* Begin Provided records *
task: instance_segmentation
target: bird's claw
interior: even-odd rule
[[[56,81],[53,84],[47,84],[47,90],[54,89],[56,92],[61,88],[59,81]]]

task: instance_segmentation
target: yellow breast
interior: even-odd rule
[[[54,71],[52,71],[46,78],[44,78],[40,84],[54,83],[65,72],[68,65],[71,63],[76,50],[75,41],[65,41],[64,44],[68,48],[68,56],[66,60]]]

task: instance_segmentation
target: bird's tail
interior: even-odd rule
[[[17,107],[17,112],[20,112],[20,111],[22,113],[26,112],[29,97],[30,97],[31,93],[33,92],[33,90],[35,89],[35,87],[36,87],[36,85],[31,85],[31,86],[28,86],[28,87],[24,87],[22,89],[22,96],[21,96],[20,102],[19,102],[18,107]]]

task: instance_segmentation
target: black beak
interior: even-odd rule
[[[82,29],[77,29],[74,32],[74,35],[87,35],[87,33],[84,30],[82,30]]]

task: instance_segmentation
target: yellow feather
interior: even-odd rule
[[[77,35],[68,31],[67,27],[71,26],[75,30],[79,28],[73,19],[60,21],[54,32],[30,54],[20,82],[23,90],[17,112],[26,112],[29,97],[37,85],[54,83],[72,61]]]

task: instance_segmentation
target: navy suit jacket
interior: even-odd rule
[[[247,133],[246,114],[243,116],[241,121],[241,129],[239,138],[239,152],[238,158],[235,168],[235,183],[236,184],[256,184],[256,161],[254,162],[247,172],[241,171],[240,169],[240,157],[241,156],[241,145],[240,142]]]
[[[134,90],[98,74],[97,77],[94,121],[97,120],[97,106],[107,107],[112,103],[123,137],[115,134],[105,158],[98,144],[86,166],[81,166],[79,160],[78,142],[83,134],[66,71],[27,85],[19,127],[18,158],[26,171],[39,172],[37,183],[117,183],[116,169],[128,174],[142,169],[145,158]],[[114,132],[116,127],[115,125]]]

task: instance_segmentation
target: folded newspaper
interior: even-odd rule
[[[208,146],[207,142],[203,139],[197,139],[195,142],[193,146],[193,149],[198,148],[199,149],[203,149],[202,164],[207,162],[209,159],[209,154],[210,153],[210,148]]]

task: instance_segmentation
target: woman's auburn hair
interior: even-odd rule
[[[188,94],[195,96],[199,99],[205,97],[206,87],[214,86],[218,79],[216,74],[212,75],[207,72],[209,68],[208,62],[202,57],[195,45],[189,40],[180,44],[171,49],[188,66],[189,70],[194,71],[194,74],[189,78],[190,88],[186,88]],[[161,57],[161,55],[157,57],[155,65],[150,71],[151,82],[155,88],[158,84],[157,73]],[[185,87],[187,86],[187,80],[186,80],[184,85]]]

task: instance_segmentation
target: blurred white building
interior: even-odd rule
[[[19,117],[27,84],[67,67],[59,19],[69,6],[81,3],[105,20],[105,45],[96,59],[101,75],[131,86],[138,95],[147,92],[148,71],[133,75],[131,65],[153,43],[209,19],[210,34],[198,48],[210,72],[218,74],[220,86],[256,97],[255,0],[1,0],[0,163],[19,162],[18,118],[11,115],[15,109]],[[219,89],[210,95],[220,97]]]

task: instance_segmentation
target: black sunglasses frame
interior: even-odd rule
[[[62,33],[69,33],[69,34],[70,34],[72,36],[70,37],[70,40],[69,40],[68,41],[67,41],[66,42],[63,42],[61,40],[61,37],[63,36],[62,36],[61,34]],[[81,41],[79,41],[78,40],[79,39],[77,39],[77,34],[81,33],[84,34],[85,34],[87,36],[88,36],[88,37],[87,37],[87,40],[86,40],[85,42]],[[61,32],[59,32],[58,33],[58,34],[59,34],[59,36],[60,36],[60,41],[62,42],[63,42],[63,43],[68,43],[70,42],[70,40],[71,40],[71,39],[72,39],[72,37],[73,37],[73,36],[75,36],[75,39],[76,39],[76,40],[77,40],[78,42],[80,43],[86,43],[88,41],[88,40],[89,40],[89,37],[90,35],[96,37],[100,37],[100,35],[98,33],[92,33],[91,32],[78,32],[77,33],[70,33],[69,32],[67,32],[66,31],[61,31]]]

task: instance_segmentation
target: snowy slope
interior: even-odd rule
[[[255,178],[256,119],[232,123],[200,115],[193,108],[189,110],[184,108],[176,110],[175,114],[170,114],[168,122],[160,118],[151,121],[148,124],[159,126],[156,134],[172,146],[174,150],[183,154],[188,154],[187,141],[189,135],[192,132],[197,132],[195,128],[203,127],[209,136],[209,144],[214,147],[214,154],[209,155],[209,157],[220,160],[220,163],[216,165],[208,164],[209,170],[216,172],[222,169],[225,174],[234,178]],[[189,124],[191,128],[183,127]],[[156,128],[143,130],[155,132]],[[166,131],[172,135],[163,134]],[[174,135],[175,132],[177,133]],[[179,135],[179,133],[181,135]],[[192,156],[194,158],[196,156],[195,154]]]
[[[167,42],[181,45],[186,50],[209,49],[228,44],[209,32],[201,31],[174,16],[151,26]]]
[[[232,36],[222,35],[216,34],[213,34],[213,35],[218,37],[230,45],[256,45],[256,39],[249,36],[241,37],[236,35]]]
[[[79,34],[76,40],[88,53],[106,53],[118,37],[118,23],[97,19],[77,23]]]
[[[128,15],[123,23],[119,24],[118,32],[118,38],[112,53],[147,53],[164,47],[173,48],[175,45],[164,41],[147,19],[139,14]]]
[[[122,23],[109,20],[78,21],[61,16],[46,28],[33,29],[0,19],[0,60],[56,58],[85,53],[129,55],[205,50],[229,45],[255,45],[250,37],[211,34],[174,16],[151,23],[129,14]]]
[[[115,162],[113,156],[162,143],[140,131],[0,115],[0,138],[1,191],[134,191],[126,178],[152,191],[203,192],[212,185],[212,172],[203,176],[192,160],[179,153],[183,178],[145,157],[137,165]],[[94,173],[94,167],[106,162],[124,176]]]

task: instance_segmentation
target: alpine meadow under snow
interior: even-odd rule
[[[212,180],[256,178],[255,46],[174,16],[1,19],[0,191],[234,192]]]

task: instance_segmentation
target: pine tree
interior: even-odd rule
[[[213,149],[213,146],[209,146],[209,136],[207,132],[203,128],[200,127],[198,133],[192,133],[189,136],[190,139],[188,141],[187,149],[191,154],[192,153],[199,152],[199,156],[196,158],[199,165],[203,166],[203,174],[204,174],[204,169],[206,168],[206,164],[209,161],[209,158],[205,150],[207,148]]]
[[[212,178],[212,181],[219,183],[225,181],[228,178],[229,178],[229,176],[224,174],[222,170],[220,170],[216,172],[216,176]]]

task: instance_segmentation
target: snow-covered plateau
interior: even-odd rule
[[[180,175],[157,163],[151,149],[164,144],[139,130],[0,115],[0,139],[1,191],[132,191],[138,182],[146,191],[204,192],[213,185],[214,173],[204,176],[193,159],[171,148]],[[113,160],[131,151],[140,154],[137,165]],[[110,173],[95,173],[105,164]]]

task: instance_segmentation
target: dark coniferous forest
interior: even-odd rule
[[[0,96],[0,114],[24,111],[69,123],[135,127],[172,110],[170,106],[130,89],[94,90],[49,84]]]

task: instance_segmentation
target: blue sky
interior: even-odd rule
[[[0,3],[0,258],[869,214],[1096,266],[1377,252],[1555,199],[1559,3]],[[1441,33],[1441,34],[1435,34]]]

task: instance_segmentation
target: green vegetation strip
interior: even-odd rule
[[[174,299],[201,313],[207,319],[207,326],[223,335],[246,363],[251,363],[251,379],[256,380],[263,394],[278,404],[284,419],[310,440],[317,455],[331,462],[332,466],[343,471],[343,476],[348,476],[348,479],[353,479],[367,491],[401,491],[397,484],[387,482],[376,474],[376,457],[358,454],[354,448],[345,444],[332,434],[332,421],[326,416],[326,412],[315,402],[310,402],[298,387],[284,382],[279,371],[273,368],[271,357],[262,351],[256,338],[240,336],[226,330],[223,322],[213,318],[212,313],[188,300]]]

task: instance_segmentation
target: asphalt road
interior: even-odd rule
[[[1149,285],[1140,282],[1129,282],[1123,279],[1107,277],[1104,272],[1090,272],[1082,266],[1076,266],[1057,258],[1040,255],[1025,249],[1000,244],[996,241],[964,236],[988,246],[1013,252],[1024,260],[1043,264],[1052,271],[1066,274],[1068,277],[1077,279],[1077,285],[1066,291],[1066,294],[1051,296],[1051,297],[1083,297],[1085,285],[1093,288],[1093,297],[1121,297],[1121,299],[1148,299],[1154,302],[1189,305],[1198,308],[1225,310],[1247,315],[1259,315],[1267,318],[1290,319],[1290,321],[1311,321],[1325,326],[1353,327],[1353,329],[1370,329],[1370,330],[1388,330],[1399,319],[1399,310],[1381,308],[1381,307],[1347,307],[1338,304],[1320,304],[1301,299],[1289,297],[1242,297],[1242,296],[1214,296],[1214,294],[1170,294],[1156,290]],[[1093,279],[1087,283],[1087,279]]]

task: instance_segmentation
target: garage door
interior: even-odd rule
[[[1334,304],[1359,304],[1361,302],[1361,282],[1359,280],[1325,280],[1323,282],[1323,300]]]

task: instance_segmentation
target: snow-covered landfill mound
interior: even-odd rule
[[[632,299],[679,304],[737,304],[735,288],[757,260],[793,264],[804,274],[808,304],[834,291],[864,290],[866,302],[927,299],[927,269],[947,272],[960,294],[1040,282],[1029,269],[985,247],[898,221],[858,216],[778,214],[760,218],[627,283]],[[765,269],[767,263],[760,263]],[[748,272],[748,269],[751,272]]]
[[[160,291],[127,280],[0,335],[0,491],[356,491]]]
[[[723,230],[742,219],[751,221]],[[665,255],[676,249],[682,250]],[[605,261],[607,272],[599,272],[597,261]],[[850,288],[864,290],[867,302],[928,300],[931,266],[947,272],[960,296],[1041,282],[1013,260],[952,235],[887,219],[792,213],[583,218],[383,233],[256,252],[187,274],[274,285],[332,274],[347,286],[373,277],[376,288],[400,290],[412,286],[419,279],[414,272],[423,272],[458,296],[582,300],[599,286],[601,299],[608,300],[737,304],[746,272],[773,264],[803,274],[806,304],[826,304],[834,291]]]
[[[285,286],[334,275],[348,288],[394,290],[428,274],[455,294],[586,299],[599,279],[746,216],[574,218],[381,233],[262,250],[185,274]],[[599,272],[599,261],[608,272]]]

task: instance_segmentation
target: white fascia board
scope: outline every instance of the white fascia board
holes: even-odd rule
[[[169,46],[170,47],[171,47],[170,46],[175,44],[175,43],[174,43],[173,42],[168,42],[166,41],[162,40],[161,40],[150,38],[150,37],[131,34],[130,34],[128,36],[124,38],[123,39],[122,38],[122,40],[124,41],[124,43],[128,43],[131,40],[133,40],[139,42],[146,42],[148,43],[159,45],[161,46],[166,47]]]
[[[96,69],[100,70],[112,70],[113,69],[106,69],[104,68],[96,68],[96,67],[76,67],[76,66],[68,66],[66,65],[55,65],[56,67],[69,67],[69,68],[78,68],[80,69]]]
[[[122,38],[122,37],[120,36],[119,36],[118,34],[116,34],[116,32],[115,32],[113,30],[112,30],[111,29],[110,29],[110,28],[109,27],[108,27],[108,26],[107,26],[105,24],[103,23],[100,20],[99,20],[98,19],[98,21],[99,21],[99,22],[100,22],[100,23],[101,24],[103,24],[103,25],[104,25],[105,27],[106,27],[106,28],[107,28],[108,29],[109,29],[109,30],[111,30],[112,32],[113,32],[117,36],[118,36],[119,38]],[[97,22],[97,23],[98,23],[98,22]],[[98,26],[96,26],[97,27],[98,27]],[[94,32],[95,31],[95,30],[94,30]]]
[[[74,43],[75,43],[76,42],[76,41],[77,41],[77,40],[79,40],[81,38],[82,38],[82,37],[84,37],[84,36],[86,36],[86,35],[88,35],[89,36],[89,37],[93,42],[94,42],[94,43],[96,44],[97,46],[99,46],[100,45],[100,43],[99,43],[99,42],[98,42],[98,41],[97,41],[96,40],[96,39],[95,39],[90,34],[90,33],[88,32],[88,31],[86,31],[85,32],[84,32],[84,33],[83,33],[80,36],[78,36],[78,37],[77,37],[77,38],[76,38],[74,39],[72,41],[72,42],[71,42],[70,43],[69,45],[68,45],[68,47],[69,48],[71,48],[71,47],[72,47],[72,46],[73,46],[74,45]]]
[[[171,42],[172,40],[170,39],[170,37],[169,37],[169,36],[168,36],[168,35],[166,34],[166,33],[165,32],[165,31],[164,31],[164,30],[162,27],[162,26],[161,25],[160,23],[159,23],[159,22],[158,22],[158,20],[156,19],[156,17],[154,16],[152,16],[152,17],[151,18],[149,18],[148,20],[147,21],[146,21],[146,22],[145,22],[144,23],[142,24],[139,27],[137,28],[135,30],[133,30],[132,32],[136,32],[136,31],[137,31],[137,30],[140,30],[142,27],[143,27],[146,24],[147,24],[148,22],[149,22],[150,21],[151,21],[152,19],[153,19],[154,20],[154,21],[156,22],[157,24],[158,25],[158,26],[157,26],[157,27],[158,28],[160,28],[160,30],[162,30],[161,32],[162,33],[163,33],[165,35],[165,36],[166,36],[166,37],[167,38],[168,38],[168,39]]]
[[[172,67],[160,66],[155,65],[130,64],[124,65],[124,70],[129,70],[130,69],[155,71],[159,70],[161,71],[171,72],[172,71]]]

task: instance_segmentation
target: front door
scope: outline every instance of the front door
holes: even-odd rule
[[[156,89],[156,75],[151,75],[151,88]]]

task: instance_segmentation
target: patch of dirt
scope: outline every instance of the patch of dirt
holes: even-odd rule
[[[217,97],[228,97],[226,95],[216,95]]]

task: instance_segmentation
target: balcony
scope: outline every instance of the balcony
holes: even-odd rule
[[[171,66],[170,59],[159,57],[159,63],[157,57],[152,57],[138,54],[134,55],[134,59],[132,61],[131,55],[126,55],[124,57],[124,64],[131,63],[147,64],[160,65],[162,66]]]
* End Provided records *
*Written task:* Locate each line in the records above that contains the word "bird" and copy those lines.

*The output:*
target: bird's claw
target: bird's tail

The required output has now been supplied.